* **TASK PROMPT**: Pick out every line in the listing below that contains the string "collar", and copy those lines. Treat uppercase and lowercase letters as different.
— START DATA TO USE —
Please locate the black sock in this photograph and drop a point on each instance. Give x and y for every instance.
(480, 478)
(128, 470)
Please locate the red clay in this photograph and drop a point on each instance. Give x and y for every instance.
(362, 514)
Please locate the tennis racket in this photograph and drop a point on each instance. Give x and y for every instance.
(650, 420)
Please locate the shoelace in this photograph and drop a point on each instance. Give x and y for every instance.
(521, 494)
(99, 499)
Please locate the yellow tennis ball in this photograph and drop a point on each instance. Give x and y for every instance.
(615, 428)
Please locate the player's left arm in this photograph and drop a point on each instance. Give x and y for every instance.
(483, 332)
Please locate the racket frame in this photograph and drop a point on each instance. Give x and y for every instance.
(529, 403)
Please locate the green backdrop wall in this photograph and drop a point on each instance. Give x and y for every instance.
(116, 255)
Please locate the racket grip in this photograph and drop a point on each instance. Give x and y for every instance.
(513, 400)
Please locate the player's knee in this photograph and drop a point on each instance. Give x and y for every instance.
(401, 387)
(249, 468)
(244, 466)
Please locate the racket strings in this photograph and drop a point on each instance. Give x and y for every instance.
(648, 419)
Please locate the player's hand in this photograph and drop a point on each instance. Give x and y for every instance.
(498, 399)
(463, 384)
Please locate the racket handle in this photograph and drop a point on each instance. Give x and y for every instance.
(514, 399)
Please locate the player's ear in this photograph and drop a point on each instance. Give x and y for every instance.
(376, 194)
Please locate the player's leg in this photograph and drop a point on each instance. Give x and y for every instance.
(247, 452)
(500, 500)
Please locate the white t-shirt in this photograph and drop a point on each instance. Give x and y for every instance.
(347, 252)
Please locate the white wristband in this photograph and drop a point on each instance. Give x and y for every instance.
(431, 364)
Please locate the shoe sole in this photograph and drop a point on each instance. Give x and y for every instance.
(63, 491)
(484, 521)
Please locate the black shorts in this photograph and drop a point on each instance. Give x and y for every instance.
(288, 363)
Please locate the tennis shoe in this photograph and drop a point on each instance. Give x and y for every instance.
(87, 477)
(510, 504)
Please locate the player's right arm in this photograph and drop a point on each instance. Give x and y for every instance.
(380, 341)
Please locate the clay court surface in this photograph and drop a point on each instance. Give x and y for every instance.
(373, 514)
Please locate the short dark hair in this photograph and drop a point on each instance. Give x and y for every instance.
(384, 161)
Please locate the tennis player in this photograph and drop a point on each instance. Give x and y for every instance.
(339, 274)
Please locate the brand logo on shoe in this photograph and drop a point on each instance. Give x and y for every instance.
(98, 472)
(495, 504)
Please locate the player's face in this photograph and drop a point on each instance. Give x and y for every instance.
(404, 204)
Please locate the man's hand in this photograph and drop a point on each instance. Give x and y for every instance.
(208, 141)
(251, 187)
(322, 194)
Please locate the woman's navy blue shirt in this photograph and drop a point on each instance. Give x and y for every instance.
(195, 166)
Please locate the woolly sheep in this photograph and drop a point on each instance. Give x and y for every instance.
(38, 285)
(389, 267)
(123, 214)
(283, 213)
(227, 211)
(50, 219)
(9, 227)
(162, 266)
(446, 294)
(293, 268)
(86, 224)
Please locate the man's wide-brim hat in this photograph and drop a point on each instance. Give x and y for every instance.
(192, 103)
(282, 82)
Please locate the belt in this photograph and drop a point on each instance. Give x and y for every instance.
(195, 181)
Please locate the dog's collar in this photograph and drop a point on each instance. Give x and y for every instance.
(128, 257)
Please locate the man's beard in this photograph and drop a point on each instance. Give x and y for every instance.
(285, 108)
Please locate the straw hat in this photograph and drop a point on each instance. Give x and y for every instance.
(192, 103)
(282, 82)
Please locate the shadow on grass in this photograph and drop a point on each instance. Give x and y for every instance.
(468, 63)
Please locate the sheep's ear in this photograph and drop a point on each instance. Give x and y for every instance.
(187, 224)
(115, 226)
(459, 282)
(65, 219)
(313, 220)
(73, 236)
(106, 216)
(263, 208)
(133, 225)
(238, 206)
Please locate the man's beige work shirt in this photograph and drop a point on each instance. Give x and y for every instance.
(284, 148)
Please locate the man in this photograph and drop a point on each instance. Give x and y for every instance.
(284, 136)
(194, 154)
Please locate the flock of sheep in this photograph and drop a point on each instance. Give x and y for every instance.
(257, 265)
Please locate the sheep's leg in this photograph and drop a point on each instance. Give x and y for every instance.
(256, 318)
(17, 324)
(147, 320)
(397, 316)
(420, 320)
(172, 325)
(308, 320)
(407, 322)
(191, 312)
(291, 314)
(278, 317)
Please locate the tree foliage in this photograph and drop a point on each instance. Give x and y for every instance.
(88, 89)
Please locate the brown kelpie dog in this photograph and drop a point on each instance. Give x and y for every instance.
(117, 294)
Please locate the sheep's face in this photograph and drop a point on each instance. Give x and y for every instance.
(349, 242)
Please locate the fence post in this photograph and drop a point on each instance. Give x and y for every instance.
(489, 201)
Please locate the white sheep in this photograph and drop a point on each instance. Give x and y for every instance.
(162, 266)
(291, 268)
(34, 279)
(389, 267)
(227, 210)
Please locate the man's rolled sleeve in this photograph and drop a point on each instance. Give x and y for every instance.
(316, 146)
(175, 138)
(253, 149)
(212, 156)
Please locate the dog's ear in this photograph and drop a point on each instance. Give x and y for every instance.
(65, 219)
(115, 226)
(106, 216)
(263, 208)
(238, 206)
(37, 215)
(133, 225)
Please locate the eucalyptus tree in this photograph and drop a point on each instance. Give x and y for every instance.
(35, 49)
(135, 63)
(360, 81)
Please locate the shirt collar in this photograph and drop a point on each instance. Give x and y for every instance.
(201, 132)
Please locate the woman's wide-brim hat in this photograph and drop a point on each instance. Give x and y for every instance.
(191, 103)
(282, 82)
— END DATA TO USE —
— START DATA TO USE —
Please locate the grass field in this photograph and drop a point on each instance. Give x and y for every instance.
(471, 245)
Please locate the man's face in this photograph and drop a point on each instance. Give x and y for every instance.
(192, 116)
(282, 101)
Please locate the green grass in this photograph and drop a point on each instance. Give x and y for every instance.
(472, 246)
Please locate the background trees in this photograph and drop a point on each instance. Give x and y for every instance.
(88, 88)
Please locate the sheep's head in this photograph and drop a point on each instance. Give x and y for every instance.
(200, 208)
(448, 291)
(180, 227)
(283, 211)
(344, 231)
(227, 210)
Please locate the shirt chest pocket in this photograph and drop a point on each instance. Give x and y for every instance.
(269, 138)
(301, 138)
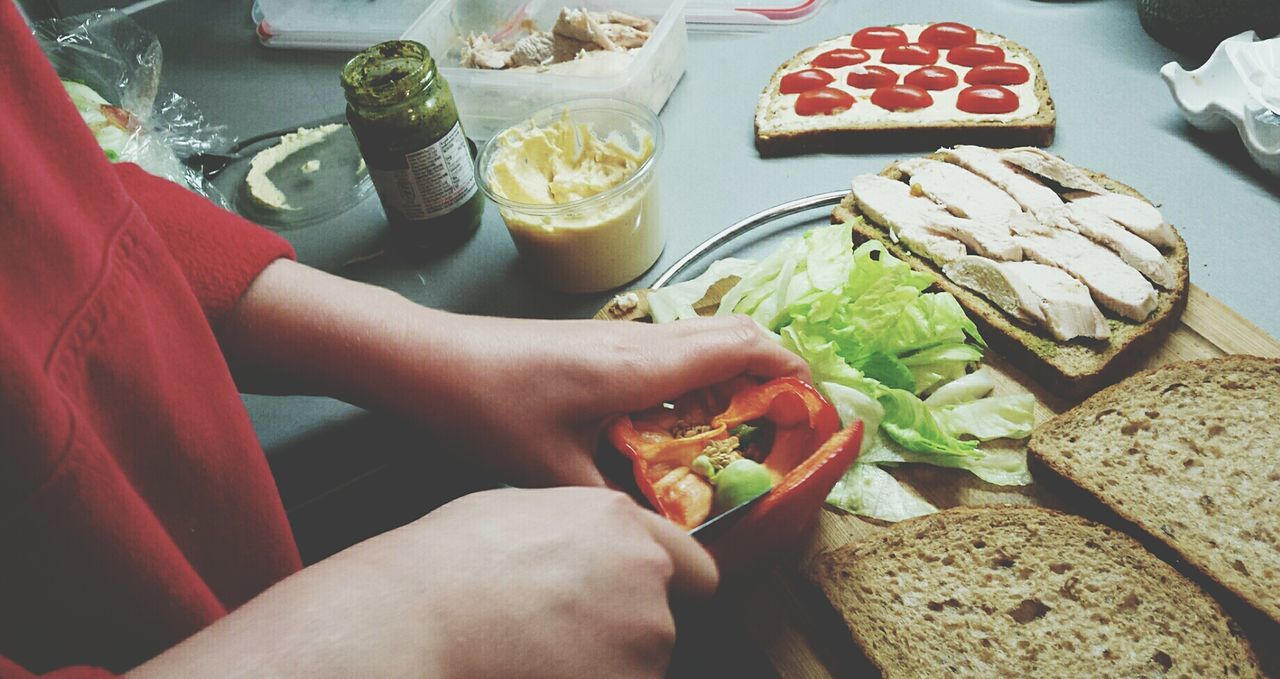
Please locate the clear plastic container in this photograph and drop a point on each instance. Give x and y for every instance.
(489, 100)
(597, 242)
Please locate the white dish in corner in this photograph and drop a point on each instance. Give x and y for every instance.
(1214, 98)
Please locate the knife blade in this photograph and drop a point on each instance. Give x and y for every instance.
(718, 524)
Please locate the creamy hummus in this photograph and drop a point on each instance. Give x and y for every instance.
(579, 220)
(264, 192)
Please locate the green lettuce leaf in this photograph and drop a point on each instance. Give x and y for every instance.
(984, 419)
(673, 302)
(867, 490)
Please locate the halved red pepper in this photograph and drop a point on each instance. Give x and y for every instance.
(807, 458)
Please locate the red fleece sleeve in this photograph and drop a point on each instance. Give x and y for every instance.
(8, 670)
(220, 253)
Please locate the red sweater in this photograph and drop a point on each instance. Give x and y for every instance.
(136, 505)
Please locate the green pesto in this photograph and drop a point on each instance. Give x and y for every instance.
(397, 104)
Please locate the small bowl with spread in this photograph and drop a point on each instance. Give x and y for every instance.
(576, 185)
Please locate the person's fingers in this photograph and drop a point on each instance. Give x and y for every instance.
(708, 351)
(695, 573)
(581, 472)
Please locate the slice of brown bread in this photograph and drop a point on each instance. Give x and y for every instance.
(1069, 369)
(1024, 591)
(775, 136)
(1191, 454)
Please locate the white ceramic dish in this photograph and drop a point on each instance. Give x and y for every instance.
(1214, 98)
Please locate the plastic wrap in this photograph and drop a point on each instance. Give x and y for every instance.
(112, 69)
— END DATA TO USE —
* **RESULT**:
Please locate the dog's collar in this photograph and drop a point on each instance. Give x and y for every instance.
Please locate the shirt collar in this photograph and drop a point on each instance. Give x and y for every instance.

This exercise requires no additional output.